• Task objective: Copy the lines below with "football unites the world patch" switched to "team crest" everywhere it occurs, changing nothing else. Leave the pictures out of your copy.

• Information shown:

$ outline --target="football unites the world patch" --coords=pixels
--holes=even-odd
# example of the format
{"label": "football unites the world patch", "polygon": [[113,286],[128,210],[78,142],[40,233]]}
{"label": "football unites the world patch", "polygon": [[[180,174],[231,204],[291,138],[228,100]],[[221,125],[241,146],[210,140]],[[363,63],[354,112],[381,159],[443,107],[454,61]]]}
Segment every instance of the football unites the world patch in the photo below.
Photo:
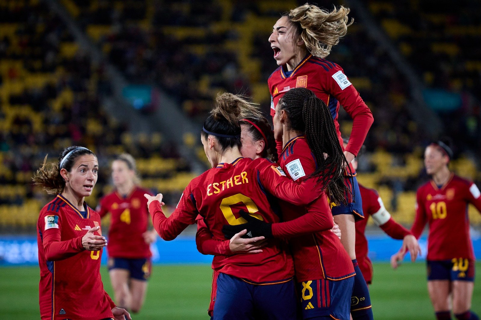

• Result:
$ outline --target="team crest" --coords=pixels
--holes=even-odd
# example of the format
{"label": "team crest", "polygon": [[113,286],[128,210],[78,142],[40,233]]}
{"label": "team crest", "polygon": [[[180,174],[231,204],[291,138],[228,100]],[[221,125],[241,146],[210,140]],[[363,63],[354,112],[381,159],[443,107],[454,61]]]}
Segment every instance of the team crest in the photo below.
Photo:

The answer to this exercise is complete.